DOCUMENT EXTRACT: Begin
It is common for consumers to ask about how you charge for services or whether you give free estimates.
In service work, you may choose to give free estimates. However, it most certainly costs you money to send a qualified tech in a properly equipped service vehicle to diagnose a problem and offer a remedy.
If you are wondering about service call charges versus free estimates, allow me to explain. Regardless of whether you charge a service call charge or give free estimates, one thing is certain and always present: it costs your business money to send a qualified tech or an estimator to visit the consumer’s jobsite.
Large jobs that can bring in extremely large amounts of money (e.g., more than $10,000) into your business can cover the cost of free estimates and estimators in the said large amount of money for the job.
However, calls for plumbing leaks and heat or air-conditioning problems require qualified service techs and properly equipped service vehicles. Selling prices for travel, diagnosis, description of options and quoting of upfront prices to remedy the situation are usually lower than those aforementioned larger jobs.
It is difficult to recover the cost your business incurs to send that qualified tech and properly equipped service vehicle if the consumer decides not to proceed with the service without requiring a service call charge.
If you don’t require a service call charge when the task is performed at that initial service call and the consumer agrees to have you perform the service at your quoted selling price, you must include those costs in your task selling price to recover those costs.
You’ll have to decide which policy is best for your business.
You may choose to charge a service call charge to cover that legitimate business expense. This policy will lead to another question: “Do I have to pay the service call charge if I agree to the remedy and the charges for the remedy?”
Be careful when answering that question. You must recover your true operational costs as those expenses pertain to any service, and you deserve to earn a profit above your costs. So, be truthful and choose your policies and words carefully and intelligently.
Charging by hour or task
Consumers usually want to know prices to perform a task before giving you the nod to accomplish said task. Plumbing and HVAC contractors usually charge by the hour or by the task.
DOCUMENT EXTRACT: End
PROBLEMS TO SOLVE:
a - List the activities that, according to the passage on service call charges, are covered by the selling prices for calls about plumbing leaks and heat or air-conditioning problems.
b - Carry on the passage on service call charges from its last sentence.
GIVEN RECORDS: Begin
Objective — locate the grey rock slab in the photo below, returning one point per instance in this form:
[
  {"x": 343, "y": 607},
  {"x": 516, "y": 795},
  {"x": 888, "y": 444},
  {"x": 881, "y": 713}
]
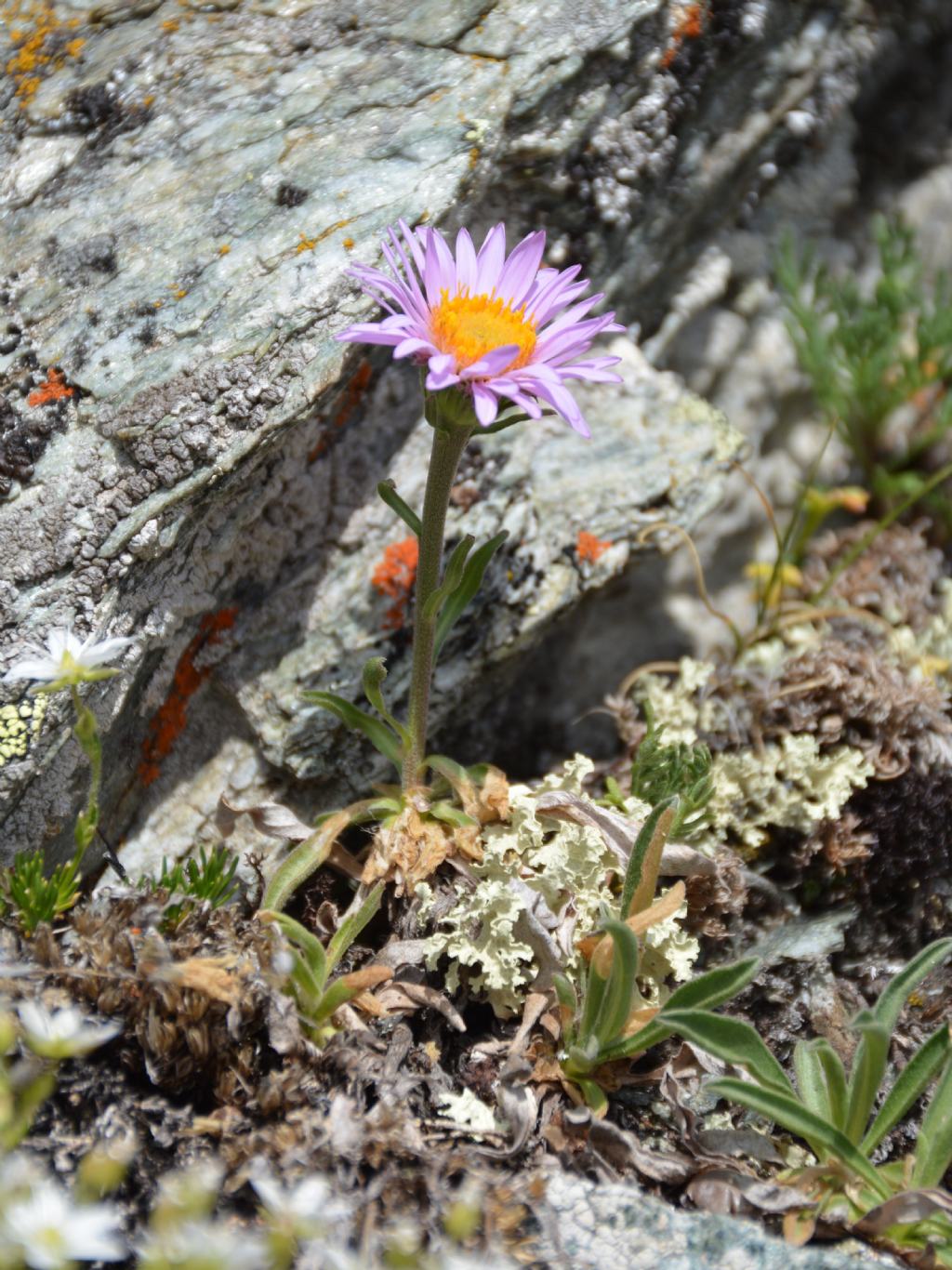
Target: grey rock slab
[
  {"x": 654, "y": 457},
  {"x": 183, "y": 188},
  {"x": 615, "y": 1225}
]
GIVEN RECORDS: End
GIVEN RECORDS: Begin
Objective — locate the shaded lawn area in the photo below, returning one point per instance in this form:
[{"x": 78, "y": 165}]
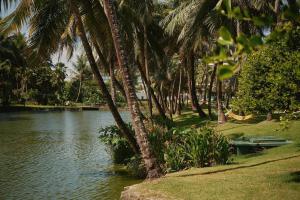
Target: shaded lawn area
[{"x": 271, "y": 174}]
GIVEN RECORDS: End
GIVEN RECORDS: Begin
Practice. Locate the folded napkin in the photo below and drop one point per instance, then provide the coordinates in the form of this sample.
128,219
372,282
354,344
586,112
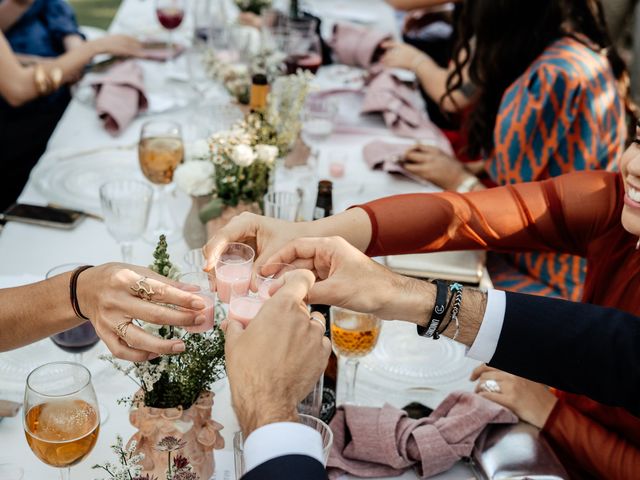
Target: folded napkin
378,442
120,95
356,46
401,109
GIVEN RECORDS: End
ACTIVITY ANSWERS:
a - travel, diagnosis, description of options, quoting of upfront prices to remedy the situation

b -
If you charge by the hour, you are not answering consumers’ pricing questions because no one knows the price until the task is completed, and you can paint yourself into a corner that leads to an argument after the task is performed.
If, when charging by the hour, your business’s call taker answered that price question during the initial phone call by stating an hourly rate and an approximate time to perform the task, but the time to provide the service was a much longer amount of time, an argument could occur.
Also, if the consumer believes that your tech took longer than the consumer thought it would take, the potential for an argument arises yet again.
The same problem pops up if you quote over-the-phone contract prices for services because it is difficult to see all circumstances over the phone.
Answering the price question over the phone is very risky at best. Charging by the hour does not address consumers’ desire to know the price before deciding whether or not they agree to your price.
With an upfront pricing policy and a service call charge for small jobs, you have a little more wiggle room. You can explain that your tech will quote a price prior to performing any task. If the consumer agrees with the proposed task and price and the task is performed at that visit, you will not charge them the service call charge.
With this method tendered with sweetness, you give the consumer congeniality, a timely appointment, upfront pricing and no cause for arguments as long as you deliver excellence in performance.